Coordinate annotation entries
>>>>

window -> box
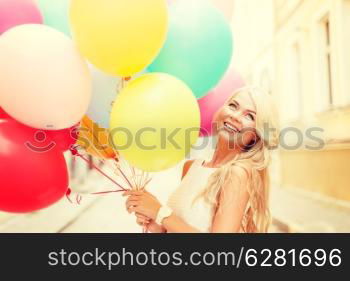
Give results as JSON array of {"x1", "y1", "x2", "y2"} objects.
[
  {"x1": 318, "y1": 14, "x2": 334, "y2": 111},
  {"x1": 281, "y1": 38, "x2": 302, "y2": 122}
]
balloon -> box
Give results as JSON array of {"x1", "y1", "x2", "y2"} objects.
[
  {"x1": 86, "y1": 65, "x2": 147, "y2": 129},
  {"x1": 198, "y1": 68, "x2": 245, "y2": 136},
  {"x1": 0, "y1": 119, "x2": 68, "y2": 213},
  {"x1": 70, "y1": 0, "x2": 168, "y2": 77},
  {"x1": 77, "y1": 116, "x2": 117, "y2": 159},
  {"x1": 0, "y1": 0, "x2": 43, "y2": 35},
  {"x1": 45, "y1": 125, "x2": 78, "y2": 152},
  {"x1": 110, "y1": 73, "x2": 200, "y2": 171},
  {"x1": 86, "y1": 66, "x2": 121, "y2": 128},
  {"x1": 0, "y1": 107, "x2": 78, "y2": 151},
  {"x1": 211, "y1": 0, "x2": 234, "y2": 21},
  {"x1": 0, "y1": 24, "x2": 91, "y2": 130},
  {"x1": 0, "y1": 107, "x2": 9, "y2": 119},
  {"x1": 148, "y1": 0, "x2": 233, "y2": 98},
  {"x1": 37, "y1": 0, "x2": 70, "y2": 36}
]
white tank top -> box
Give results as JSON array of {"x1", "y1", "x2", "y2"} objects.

<<<<

Directions for this task:
Reproduce every one of the rows above character for character, leaving the pictures out of your copy.

Solution to this exercise:
window -> box
Give results as JSON array of {"x1", "y1", "x2", "y2"} objects.
[
  {"x1": 318, "y1": 14, "x2": 334, "y2": 111},
  {"x1": 281, "y1": 38, "x2": 302, "y2": 122}
]
balloon -> box
Give results as JSON array of {"x1", "y1", "x2", "y2"} objects.
[
  {"x1": 86, "y1": 65, "x2": 147, "y2": 129},
  {"x1": 198, "y1": 68, "x2": 245, "y2": 136},
  {"x1": 0, "y1": 119, "x2": 68, "y2": 213},
  {"x1": 70, "y1": 0, "x2": 168, "y2": 77},
  {"x1": 77, "y1": 116, "x2": 117, "y2": 159},
  {"x1": 0, "y1": 0, "x2": 43, "y2": 35},
  {"x1": 45, "y1": 125, "x2": 78, "y2": 152},
  {"x1": 110, "y1": 73, "x2": 200, "y2": 171},
  {"x1": 86, "y1": 66, "x2": 121, "y2": 128},
  {"x1": 0, "y1": 107, "x2": 78, "y2": 151},
  {"x1": 211, "y1": 0, "x2": 234, "y2": 21},
  {"x1": 0, "y1": 24, "x2": 91, "y2": 130},
  {"x1": 0, "y1": 107, "x2": 9, "y2": 119},
  {"x1": 148, "y1": 0, "x2": 233, "y2": 98},
  {"x1": 37, "y1": 0, "x2": 70, "y2": 36}
]
white tank top -> box
Give results as JSON array of {"x1", "y1", "x2", "y2"} objects.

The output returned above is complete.